**FRAGMENTO DE PÁGINA**
========
CAPITALISMO DESENFRENADO
(SOBRE SHERRY TURKLE)
Sherry Turkle es una voz singular en el discurso sobre tecnología. Es una escéptica que en otro tiempo fue creyente, una psicóloga clínica entre los embaucadores de la industria y los literatos proclives a rasgarse las vestiduras, una empirista entre los anecdotistas caprichosos, una moderada entre extremistas, una realista entre los fantasiosos, una humanista sin rastro de ludismo: una adulta. Ostenta una cátedra en el MIT y mantiene relaciones académicas estrechas con los expertos en robótica y los ingenieros de informática emocional que trabajan allí. Al contrario que Jaron Lanier, que carga con el sambenito de trabajar para Microsoft, o Evgeny Morozov, que tiene una perspectiva bielorrusa, Turkle se ha ganado desde dentro el respeto y la confianza. Desde esa posición, funciona como una especie de voz de la conciencia del mundo tecnológico.
Su libro anterior, Alone Together [Juntos pero solos], era un informe y una crítica de las relaciones humanas en la era digital. Tras observar cómo interactuaba con robots una serie de personas, además de entrevistarlas acerca de sus ordenadores y teléfonos, Turkle hizo un inventario de los modos en que las nuevas tecnologías vuelven obsoletos los viejos valores. Cuando reemplazamos a los cuidadores humanos por robots o la conversación por el intercambio de mensajes de texto, empezamos con el argumento de que esos reemplazos son «mejor que nada», pero luego acabamos considerándolos «mejores en todo»: más limpios, con menos riesgo, menos exigentes. En paralelo a este cambio, cada vez se prefiere más lo virtual a lo real. A los robots no les importa la gente, pero resulta sorprendente la rapidez con que las personas estudiadas por Turkle se conformaban con la mera sensación de que alguien cuidaba de ellos y, en la misma medida, declaraban preferir la sensación de pertenencia a la comunidad que les aportan las redes sociales porque está libre de los riesgos y compromisos que implican las comunidades en el mundo real. En sus entrevistas, una vez tras otra, Turkle constataba una profunda decepción con los seres humanos, que somos falibles y olvidadizos, impredecibles y dependientes, mientras que las máquinas están programadas para no tener esos defectos.
========
[Entradas de datos guardadas]

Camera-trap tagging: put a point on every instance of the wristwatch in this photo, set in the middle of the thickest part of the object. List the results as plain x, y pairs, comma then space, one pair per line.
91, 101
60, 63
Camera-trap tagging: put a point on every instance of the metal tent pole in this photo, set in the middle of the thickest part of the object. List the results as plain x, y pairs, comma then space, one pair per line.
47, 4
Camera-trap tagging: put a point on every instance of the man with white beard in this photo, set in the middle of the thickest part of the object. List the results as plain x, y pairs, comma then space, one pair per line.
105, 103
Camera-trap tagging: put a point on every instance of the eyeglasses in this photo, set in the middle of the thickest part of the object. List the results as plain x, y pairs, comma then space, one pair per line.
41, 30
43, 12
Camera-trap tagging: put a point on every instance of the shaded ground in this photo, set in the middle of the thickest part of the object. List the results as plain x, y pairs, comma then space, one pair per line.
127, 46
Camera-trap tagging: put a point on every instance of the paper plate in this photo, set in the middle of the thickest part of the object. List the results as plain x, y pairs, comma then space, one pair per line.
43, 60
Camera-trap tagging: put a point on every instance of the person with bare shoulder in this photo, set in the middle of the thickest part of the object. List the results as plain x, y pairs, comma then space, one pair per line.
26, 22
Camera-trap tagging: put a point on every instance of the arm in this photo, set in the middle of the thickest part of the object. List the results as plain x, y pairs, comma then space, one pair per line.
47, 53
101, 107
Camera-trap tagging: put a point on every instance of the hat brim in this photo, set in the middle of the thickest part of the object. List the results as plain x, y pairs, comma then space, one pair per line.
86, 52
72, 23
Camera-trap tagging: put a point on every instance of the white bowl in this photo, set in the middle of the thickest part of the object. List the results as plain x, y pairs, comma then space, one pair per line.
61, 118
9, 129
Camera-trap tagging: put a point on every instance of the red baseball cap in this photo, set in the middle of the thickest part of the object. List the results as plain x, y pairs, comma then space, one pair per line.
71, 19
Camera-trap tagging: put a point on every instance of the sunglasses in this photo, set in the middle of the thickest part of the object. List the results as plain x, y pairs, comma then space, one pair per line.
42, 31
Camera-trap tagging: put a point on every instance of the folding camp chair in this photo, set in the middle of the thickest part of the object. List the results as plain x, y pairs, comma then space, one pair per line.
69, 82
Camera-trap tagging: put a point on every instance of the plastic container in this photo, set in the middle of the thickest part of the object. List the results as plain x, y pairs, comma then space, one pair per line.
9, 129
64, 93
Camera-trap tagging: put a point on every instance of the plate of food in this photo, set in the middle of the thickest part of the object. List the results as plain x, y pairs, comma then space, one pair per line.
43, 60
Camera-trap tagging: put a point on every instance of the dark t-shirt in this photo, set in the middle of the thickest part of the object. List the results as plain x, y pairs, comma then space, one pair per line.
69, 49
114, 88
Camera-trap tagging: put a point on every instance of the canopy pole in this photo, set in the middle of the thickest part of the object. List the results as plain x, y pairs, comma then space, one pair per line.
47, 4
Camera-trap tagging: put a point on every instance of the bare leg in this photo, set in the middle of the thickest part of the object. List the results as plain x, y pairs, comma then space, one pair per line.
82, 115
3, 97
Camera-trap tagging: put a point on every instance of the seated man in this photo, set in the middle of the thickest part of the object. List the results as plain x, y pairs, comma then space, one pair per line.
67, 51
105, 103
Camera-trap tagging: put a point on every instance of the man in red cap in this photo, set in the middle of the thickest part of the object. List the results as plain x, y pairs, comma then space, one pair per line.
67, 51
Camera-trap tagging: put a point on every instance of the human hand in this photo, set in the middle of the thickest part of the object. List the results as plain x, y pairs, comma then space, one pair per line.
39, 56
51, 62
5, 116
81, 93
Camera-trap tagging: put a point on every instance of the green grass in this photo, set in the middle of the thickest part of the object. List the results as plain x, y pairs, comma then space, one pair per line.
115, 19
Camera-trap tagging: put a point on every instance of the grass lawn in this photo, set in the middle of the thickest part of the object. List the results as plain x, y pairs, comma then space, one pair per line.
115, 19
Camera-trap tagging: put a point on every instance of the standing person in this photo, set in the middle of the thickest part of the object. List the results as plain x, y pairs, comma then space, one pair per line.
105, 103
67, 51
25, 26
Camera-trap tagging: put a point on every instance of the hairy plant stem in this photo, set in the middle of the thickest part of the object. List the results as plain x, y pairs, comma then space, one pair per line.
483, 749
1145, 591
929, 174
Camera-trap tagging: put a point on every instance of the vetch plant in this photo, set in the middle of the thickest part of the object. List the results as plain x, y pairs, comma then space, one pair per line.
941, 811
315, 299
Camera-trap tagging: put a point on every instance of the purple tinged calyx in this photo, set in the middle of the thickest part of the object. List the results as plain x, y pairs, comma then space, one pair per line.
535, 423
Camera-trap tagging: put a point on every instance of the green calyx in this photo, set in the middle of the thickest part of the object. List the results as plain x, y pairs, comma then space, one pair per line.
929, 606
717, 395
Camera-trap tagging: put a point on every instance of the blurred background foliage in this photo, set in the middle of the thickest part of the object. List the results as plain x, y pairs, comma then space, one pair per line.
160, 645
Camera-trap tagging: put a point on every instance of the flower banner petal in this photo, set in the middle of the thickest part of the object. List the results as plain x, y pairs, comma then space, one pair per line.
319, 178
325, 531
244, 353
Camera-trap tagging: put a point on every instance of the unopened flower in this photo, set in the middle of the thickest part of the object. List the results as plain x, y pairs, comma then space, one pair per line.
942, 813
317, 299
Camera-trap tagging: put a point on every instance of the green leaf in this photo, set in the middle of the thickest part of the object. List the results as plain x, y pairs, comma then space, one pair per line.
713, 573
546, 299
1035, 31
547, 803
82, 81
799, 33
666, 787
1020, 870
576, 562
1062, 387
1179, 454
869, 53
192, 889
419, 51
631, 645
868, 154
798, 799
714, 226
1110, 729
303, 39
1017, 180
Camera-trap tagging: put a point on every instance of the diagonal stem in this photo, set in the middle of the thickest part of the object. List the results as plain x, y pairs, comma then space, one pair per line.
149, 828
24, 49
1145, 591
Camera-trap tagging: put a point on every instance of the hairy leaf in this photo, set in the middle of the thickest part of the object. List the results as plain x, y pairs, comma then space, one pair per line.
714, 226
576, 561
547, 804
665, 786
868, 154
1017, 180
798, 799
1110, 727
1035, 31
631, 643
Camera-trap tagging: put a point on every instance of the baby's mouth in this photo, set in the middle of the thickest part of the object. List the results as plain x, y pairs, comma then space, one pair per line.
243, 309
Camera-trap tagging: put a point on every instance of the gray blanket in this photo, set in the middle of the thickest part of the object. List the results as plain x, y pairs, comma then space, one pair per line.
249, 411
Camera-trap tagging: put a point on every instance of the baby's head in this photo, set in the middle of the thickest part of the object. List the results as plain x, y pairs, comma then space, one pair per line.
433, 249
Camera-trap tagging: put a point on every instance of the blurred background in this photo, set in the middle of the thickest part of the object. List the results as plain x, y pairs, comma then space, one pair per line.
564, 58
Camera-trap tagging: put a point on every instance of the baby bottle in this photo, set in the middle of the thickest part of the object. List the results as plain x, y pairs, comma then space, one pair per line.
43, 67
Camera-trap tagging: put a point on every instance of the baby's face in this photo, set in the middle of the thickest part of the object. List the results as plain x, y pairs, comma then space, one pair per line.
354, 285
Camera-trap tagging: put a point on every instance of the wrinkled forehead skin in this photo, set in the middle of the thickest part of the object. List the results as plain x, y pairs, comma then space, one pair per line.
========
**LO QUE SE PIDE**
Escribe la continuación del texto sobre Sherry Turkle, a partir de su última oración.

**RESULTADO**
En su nuevo libro, En defensa de la conversación, Turkle extiende su crítica para poner el énfasis no tanto en los robots como en la insatisfacción que los sujetos de sus entrevistas más recientes manifiestan a propósito de la tecnología. Turkle interpreta esta insatisfacción como una señal esperanzadora y su libro es directamente una llamada a las armas: nuestra entusiasta sumisión a la tecnología digital ha provocado la atrofia de algunas capacidades humanas, como la empatía y la introspección, y ha llegado la hora de reafirmarnos, comportarnos como adultos y poner la tecnología en su sitio. Igual que en Alone Together, el argumento de Turkle resulta poderoso por la amplitud de su investigación y la agudeza de su penetración psicológica. Las personas a las que entrevista han adoptado las nuevas tecnologías en busca de más control, pero se han encontrado con que las tecnologías las controlaban a ellas. Las identidades que han creado en las redes sociales, idealizadas para obtener la aprobación ajena, han provocado que ellos mismos estén más aislados que nunca. Se comunican incesantemente, pero temen las conversaciones cara a cara; les preocupa, a menudo con un punto de nostalgia, estar perdiéndose algo fundamental.